* [DIRECTIONS FOR THIS TASK]: Could the listing below be returned exactly, with its pictures left out?

◇ ◇ ◇ ◇

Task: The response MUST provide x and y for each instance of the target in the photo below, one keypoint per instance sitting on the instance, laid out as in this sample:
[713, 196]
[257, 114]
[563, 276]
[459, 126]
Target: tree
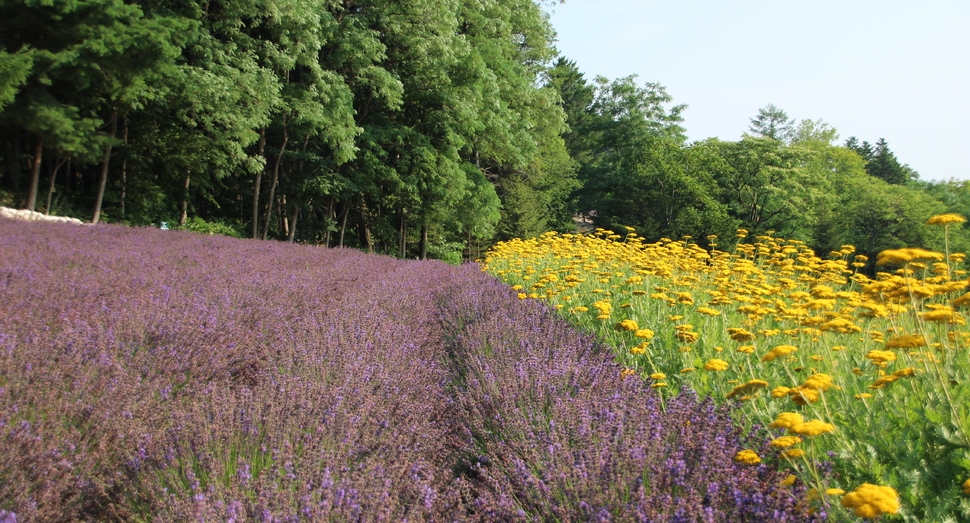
[577, 98]
[765, 186]
[773, 123]
[814, 131]
[14, 69]
[885, 166]
[91, 62]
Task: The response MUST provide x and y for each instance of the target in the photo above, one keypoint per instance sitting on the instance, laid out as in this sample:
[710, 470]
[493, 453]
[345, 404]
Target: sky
[892, 69]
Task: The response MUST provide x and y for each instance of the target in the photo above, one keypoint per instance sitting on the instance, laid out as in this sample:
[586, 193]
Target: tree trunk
[35, 174]
[124, 168]
[424, 241]
[276, 177]
[259, 178]
[50, 188]
[296, 213]
[343, 222]
[365, 229]
[326, 235]
[12, 159]
[103, 181]
[185, 199]
[402, 244]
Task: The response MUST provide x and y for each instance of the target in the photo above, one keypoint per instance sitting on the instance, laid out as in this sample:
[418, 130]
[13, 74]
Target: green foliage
[772, 123]
[14, 68]
[198, 225]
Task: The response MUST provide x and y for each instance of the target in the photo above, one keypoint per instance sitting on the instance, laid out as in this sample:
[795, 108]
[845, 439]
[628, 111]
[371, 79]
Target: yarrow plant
[873, 362]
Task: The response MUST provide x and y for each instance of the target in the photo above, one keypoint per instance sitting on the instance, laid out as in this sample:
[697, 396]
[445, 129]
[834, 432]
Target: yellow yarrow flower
[785, 420]
[871, 501]
[627, 325]
[780, 350]
[747, 389]
[716, 365]
[644, 333]
[881, 357]
[784, 442]
[748, 457]
[811, 428]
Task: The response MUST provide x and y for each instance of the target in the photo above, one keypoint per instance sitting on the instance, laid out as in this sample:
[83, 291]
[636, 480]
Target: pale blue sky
[889, 69]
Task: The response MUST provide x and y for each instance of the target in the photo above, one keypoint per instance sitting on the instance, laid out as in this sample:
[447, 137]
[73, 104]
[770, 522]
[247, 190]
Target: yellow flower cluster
[871, 501]
[764, 316]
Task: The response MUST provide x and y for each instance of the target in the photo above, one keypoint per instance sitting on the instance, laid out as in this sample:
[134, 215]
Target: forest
[417, 129]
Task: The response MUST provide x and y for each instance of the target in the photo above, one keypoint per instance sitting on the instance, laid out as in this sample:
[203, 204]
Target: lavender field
[151, 375]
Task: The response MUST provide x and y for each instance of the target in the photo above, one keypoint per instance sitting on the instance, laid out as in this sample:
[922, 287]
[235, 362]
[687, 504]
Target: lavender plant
[168, 376]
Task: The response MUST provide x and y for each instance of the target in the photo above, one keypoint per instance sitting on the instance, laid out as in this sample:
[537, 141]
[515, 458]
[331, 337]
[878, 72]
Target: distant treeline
[413, 128]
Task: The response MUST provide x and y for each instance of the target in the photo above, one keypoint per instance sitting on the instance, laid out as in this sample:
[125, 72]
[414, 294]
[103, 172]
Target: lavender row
[152, 375]
[562, 435]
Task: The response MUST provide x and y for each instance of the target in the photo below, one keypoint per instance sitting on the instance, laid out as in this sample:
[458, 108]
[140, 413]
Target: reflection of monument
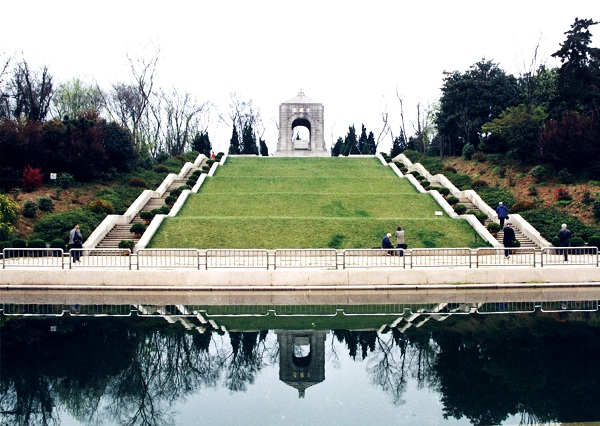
[301, 358]
[301, 111]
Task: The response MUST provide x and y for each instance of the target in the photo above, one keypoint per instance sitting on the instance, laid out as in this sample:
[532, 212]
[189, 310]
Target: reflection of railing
[23, 257]
[365, 258]
[168, 258]
[498, 257]
[318, 310]
[306, 258]
[300, 258]
[570, 255]
[450, 257]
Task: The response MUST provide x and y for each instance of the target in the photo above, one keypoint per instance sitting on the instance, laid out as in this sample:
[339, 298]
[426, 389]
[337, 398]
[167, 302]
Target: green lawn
[255, 202]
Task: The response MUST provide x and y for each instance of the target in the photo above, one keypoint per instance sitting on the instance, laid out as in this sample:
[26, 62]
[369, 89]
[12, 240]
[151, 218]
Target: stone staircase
[525, 242]
[121, 232]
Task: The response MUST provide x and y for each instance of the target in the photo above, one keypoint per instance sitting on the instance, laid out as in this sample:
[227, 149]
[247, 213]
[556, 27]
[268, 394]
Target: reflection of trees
[246, 359]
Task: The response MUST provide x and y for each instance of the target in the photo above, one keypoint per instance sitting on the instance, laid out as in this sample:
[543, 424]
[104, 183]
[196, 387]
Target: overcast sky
[351, 56]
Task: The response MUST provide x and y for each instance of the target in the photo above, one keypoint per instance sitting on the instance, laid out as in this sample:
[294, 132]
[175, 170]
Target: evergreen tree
[264, 149]
[336, 149]
[234, 142]
[201, 143]
[248, 140]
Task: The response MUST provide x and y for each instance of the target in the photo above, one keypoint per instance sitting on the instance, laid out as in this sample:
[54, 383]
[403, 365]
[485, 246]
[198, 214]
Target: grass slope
[255, 202]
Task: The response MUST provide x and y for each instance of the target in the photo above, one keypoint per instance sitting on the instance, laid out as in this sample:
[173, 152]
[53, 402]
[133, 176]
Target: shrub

◇ ◇ ◇ ◇

* [RESULT OF THE EXERCISE]:
Task: The response MUST provide x and y for each instance of the target in the photo below, one keypoint per instance sitting on the instance, laid out as in this sample:
[713, 196]
[257, 114]
[563, 276]
[459, 126]
Target: tree
[577, 98]
[765, 186]
[773, 123]
[814, 131]
[14, 69]
[885, 166]
[91, 62]
Task: The response MUST provide x and y for each instance of the target in the photo above, one keypoint per instance sitting on the instance, laid out as in this sample:
[710, 470]
[493, 453]
[345, 404]
Target: sky
[892, 69]
Task: The response MUST provide x and y for each instance of the target in the photo above, one keypoint per instance sitting on the instance, laid out as in this sample:
[586, 193]
Target: tree trunk
[35, 174]
[124, 168]
[424, 241]
[276, 177]
[259, 178]
[50, 188]
[296, 213]
[343, 222]
[365, 229]
[326, 235]
[12, 159]
[103, 181]
[185, 199]
[402, 244]
Task: The response MUST provide x and y for each instance of the target in the photo above, one keypoint per instance sitting on the instance, laid out as in this sample:
[418, 130]
[13, 74]
Target: green foliage
[772, 123]
[14, 68]
[198, 225]
Task: The response MUST provide x and y for each instance of the target in the photo above, one keypoint per instance sitting on the instance, laid out as in this sample:
[795, 108]
[845, 439]
[628, 111]
[371, 79]
Target: yarrow plant
[873, 362]
Task: The response MUST provide x and y for each instance of the target in the photo above, one keypoint per instance sitting on the instance, laid out as in this sample:
[697, 396]
[445, 129]
[834, 432]
Target: yellow yarrow flower
[785, 420]
[871, 501]
[627, 325]
[780, 350]
[747, 389]
[716, 365]
[644, 333]
[881, 357]
[784, 442]
[748, 457]
[811, 428]
Task: The response MUST provide x and y for each instance of the target in the photo above, one keypoint per instance sitting on the instance, laid out as in this sample:
[83, 291]
[636, 480]
Target: pale blue sky
[889, 69]
Task: The response MUST provide x and y for each instance of the target in the photo above, one keypoint per instance sitting on the instance, laid out as in this sample:
[447, 137]
[73, 104]
[770, 522]
[247, 190]
Target: yellow flower cluster
[871, 501]
[764, 316]
Task: The response MUST provide x and y for each instance of the target in the photo above, one keypoint per instance sitting on the instance, laid out as in this sample:
[134, 215]
Target: forest
[417, 129]
Task: The response MUST provide x and y for each instance of the target in the photo above, one keypoint per instance sitting on the instance, laid out as in this sample:
[203, 204]
Target: lavender field
[151, 375]
Task: The response MUST provide x and y for each instance of the target in the photo above, one keypoint per instance sitting on the instance, laid out as in this sample:
[922, 287]
[235, 362]
[687, 504]
Target: lavender plant
[168, 376]
Task: The response MUST provide x and y for each instance of the target in the photo above, one keypoint per instance sitting on the instance, laid out as in this sample:
[537, 141]
[515, 458]
[331, 337]
[878, 72]
Target: distant treeline
[413, 128]
Task: The response MUST provide x and y for each instance of the target in the photo above, one keypoint per instance sitting on the instance, laid out as in this sample:
[125, 72]
[414, 294]
[103, 172]
Target: lavender row
[152, 375]
[562, 435]
Task: The response MUST provide x and y for each instance of the target in the photo below, one keypoint per instance sitting on the instance, laid out as in this sample:
[458, 108]
[140, 413]
Target: reflection of monument
[301, 358]
[301, 111]
Task: The response MUST provide x and y for each instance of the target in the photo above, one keypoint per instance sitting on the instance, laid out as in this sample:
[532, 212]
[189, 310]
Target: reflection of railing
[23, 257]
[365, 258]
[168, 258]
[498, 257]
[318, 310]
[306, 258]
[300, 258]
[570, 255]
[450, 257]
Task: The response MUST provide x and y for each instance of the target in the photo above, one keypoint per instance sitting on the instance, laid out as in this sample:
[339, 298]
[426, 389]
[337, 398]
[167, 302]
Target: green lawn
[255, 202]
Task: The response MUST provide x and y for each instance of the target in the photo above, one keypoint per instance sitting on the instance, laid out as in this sample:
[26, 62]
[369, 89]
[12, 240]
[151, 218]
Target: stone staircase
[525, 242]
[121, 232]
Task: The response MUST provide x and y for each instance of the target in the photo above, one keypoint per instance sitting on the instance, laid out as in this sample:
[227, 149]
[247, 213]
[556, 27]
[268, 394]
Target: reflection of trees
[246, 359]
Task: The response MUST provide x and y for each instance of the target in the photo above, one keypoint per instance sitting on the instance, laid out as in this sample:
[543, 424]
[104, 183]
[196, 387]
Target: overcast sky
[351, 56]
Task: The response MUST provide x and y for each instance of the target in the photo above, one keypoint per instance sitting on the instance, laid out as in this sample:
[294, 132]
[175, 170]
Target: evergreen tree
[264, 149]
[336, 149]
[234, 142]
[201, 143]
[248, 140]
Task: The response MUST provide x and y for each instance of the target in the photo above, one keypoint per instance sitting on the instance, laid out as in this sample:
[54, 383]
[403, 365]
[485, 246]
[198, 214]
Target: grass slope
[255, 202]
Task: The response MUST provide x and y for each instance of the target in the photo above, one keypoint per instance sitting on the instance, laid out as in this sample:
[173, 152]
[53, 402]
[133, 176]
Target: shrub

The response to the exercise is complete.